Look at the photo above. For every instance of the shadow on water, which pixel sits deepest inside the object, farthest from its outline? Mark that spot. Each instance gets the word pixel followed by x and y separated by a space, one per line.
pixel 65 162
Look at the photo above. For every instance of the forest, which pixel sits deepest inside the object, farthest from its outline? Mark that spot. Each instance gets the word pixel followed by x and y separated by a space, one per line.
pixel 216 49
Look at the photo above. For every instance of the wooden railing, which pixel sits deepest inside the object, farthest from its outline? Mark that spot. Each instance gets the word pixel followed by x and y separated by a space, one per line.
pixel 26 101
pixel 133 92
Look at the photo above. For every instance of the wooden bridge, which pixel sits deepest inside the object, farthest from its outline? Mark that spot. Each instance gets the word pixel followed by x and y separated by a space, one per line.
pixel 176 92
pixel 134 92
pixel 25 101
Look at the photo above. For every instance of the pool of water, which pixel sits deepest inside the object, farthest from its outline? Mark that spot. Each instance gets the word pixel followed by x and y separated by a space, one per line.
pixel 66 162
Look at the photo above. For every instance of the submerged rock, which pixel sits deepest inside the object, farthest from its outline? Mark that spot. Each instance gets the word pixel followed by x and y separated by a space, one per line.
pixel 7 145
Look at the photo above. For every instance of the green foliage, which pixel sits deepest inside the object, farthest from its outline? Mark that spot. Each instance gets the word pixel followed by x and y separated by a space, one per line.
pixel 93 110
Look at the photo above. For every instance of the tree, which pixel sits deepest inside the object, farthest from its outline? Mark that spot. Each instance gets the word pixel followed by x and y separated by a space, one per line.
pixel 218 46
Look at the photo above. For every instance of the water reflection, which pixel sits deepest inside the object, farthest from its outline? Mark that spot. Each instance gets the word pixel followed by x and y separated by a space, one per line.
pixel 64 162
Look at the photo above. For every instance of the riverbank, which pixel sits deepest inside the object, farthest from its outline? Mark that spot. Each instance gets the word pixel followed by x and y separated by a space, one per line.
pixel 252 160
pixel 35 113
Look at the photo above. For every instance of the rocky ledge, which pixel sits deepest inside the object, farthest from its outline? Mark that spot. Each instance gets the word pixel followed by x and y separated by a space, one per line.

---------------

**STATED PROBLEM**
Copy out the whole listing above word for word, keeping every line in its original order.

**COMPLETE ANSWER**
Look at the photo above. For every instance of the shadow on water, which pixel sits deepest inside the object, farthest from its outline? Mark that spot. Each instance gets the word pixel followed by x and y separated by a space, one per line.
pixel 65 162
Look at the photo above. For every instance of the forest, which pixel sits deepest inside the object, farthest from its outline? Mark that spot. Each instance gets the word pixel followed by x and y separated by a space, one per line.
pixel 216 49
Look at the photo above. For every instance of the wooden railing, which pixel sits deepest inside the object, farthest from its outline? Mark that spot. Each instance gets the word pixel followed by x and y separated by a space, one per line.
pixel 26 101
pixel 133 92
Look at the photo above. For every instance of the wooden bridge, which pixel sits deepest inside the object, farthest from its outline? Mark that spot. Each instance gets the word pixel followed by x and y separated by a space, one per line.
pixel 176 92
pixel 134 92
pixel 25 101
Look at the photo above. For every instance of the pool of water, which pixel sits deepest inside the object, farthest from its outline? Mark that spot. Each instance gets the word pixel followed by x and y separated by a space, one per line.
pixel 66 162
Look at the photo above. For every instance of the submerged rock, which pixel sits deepest inside the object, farthest from its outline? Mark that spot. Each instance gets the word pixel followed by x and y separated by a space, one per line.
pixel 7 145
Look at the photo above. For every instance of the green foliage, which pixel sits deepest inside the object, farthest from its outline? Mark that spot. Each instance gets the word pixel followed by x and y separated by a space, one per line.
pixel 93 110
Look at the photo above. For every instance of the tree, which pixel sits deepest inside the object, farthest from its outline? Mark that spot. Each instance gets the word pixel followed by x and y separated by a space, one per line.
pixel 218 46
Look at the photo above. For every instance of the water reflection, which pixel sits deepest inside the object, farthest from its outline? Mark that spot. Each instance gets the word pixel followed by x and y separated by a space, one per line.
pixel 64 162
Look at the photo above. For every instance of the riverbank, which pixel sits deepest inside the object, farthest from its outline? Mark that spot. Each instance gets the word pixel followed by x and y separated by a space, one per line.
pixel 252 160
pixel 35 113
Look at the photo above. For every instance of the rocky ledge, which pixel sits deepest inside the object, farthest from its outline? Mark that spot. Each instance gets the word pixel followed by x and y separated by a space, one per line.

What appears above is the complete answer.